═══ Data for this exercise ═══
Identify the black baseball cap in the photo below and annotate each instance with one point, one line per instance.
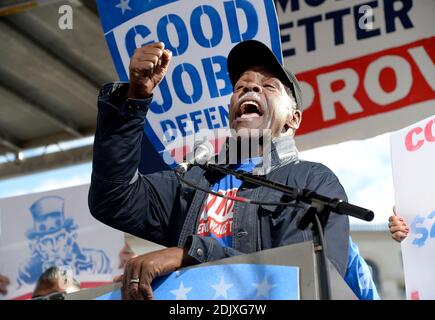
(254, 53)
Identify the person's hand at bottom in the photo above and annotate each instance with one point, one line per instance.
(140, 271)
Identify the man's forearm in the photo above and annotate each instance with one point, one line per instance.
(117, 146)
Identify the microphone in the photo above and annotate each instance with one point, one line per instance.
(200, 155)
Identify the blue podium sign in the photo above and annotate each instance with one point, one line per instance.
(229, 282)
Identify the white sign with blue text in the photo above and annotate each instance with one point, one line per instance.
(193, 98)
(412, 156)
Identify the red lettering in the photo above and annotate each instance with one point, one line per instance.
(429, 131)
(410, 146)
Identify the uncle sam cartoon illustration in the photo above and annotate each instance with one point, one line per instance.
(53, 242)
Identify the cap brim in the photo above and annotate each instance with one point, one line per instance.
(251, 53)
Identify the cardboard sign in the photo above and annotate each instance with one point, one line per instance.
(55, 228)
(413, 158)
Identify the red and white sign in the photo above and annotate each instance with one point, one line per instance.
(365, 67)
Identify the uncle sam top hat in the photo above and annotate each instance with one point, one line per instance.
(48, 216)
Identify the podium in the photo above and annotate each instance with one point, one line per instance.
(300, 255)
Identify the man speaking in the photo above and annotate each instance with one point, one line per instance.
(196, 226)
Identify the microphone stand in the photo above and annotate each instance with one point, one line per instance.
(314, 217)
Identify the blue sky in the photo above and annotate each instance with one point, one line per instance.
(363, 168)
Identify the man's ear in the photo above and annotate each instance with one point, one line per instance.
(294, 119)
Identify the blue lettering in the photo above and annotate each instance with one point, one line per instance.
(132, 34)
(314, 3)
(210, 118)
(196, 121)
(215, 24)
(286, 38)
(419, 231)
(309, 30)
(166, 96)
(213, 77)
(337, 17)
(224, 115)
(283, 4)
(360, 32)
(180, 87)
(182, 124)
(169, 130)
(181, 31)
(233, 25)
(401, 14)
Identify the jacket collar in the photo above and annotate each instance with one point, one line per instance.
(279, 152)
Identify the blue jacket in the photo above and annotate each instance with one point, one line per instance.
(158, 208)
═══
Task prompt :: Copy the rows above word for word, starting at the row that contains "Identify the red lettering" and ending with the last row.

Correct result ::
Identify the red lettering in the photo above and annotate each instance with one point, one line per instance.
(429, 131)
(410, 146)
Identify the uncle sam cartoon illustration in the photo above and annotate each instance with one point, one line per instance.
(53, 242)
Identify the cap brim in the photo above and annotate each instance with one point, one line per instance.
(251, 53)
Identify the cardboard sign in the photo above and annotate each instance with one point, one line per instance.
(55, 228)
(413, 158)
Identify the red and white sign in the photo above and annotate each instance with one point, one line per instance.
(365, 67)
Identify the uncle sam top hat in the photo above and annotate each instance with one point, one line per instance.
(48, 216)
Identify the podium in the photo above and annotate each instance with one point, one line per instance.
(300, 255)
Identify the man speaking in the photo above and annotate each instance with one point, one line per instance.
(196, 226)
Identify the microphone stand in the photo above and annotate each instance with one point, one line per instance.
(314, 217)
Identify the blue sky in the photo above and annotate each instance with one point, one line per instance.
(363, 168)
Identify the man's ear in the photo above and annotate each instance with one point, one line per instance.
(294, 119)
Identify the blue lettering in the photo above and annotate each instance with one point, one line per instance.
(132, 34)
(314, 3)
(210, 118)
(196, 121)
(215, 24)
(286, 38)
(419, 231)
(309, 30)
(166, 96)
(213, 77)
(337, 17)
(224, 115)
(283, 4)
(360, 32)
(180, 87)
(182, 124)
(169, 130)
(181, 31)
(233, 25)
(401, 14)
Identify the jacket collar in the photo above and annotate each instance with one point, one line per instance.
(279, 152)
Identify the blue jacket in the photo above and annotate each instance with one point, one line per instance.
(158, 208)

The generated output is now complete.